START READING TEXT

By Mthimkhulu’s account, when she was referred to the person who would pocket the money, that person at first “acted tough”, telling her what she had been told was illegal.

“But it wasn’t long before I was told, ‘It’s going to cost you, how much do you have?’ And that was the end of it,” Mthimkhulu said.

Yet hers became a story not only about the implications of suspending hospital cremations, where old electricity-powered incinerators have not been spared the wrath of decades-long economic turmoil, but also just how much the country’s once efficient health services have declined.

Outside the same mortuary of the government referral hospital, a group of older women wrapped in thick blankets to protect themselves from the winter cold sat on hard benches as they waited to be attended to.

They whispered how they had been told to organise the burial for a stillborn child.

“Where is the money going to come from?” one of them asked in exasperation, although it became clear that such experiences are routine at a time when families are already struggling to bury adults because of rising funeral costs.

“The way things are going, we are going to be fed to wild animals when we die,” an older man among the women commented bitterly.

Families report government hospital mortuaries stacking bodies on top of each other and being asked to identify relatives amid the odour of death.

For years now, mortuaries at the city’s two referral hospitals, the 1 000-bed Mpilo — the second-largest in the country — and the 600-bed United Bulawayo Hospitals are unable to cope with the number of corpses, with reasons including families failing to collect bodies for burial because they have no money.

In Zimbabwe’s major cities, there are numerous cases where patients die in hospital and relatives disappear. Pauper burials then become the order of the day in an effort to decongest mortuaries.

The holding capacity at the Mpilo Hospital mortuary is about 100 bodies but the number has been known to exceed 200, according to officials.

In 2020, it was reported that the Mpilo mortuary had 446 bodies, with 195 being stillbirths, which had to be given pauper’s burials on already scarce municipality-run cemetery space.

END READING TEXT
START RECORDED DATA

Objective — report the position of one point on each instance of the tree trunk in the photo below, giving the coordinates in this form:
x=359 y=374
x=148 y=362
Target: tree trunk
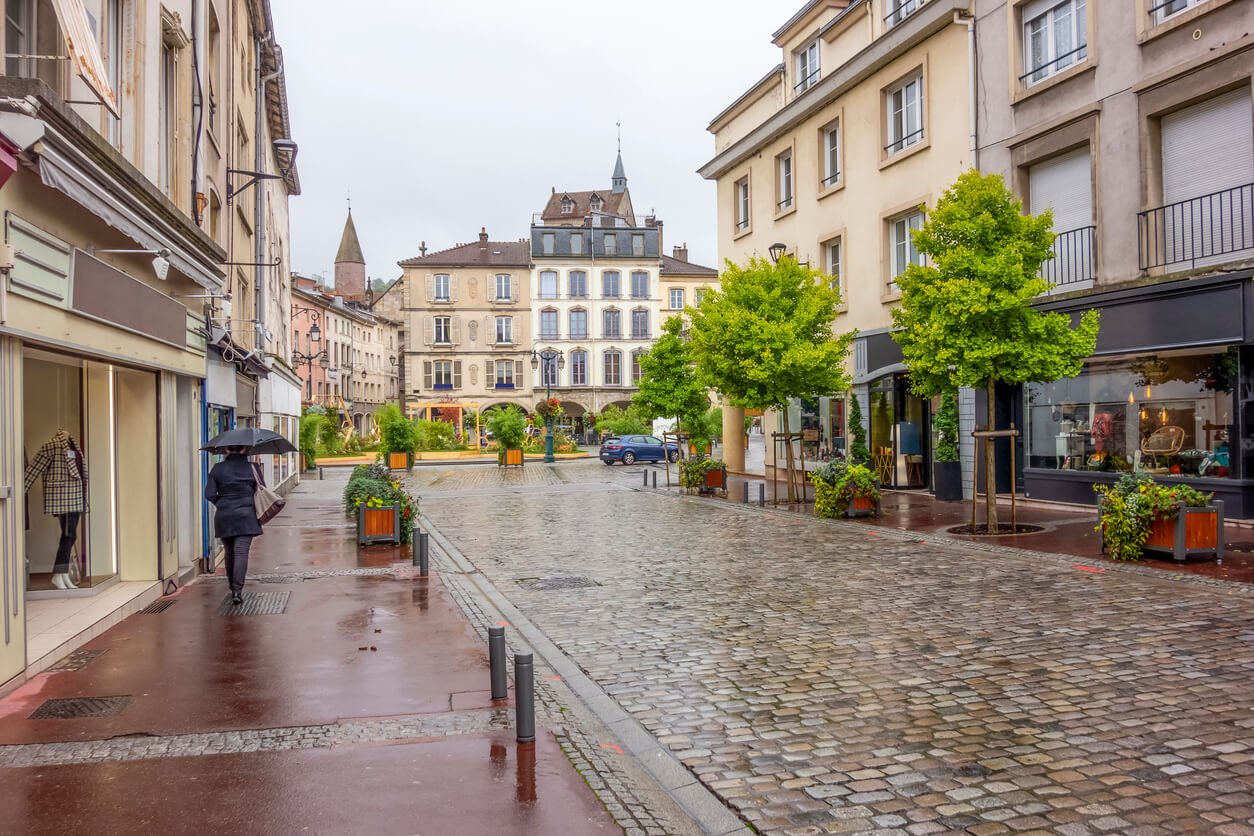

END RECORDED DATA

• [WHAT THIS TASK INVOLVES]: According to the text on hospital mortuaries in Zimbabwe, what is the approximate holding capacity of the Mpilo Hospital mortuary?

• [RESPONSE]: About 100 bodies.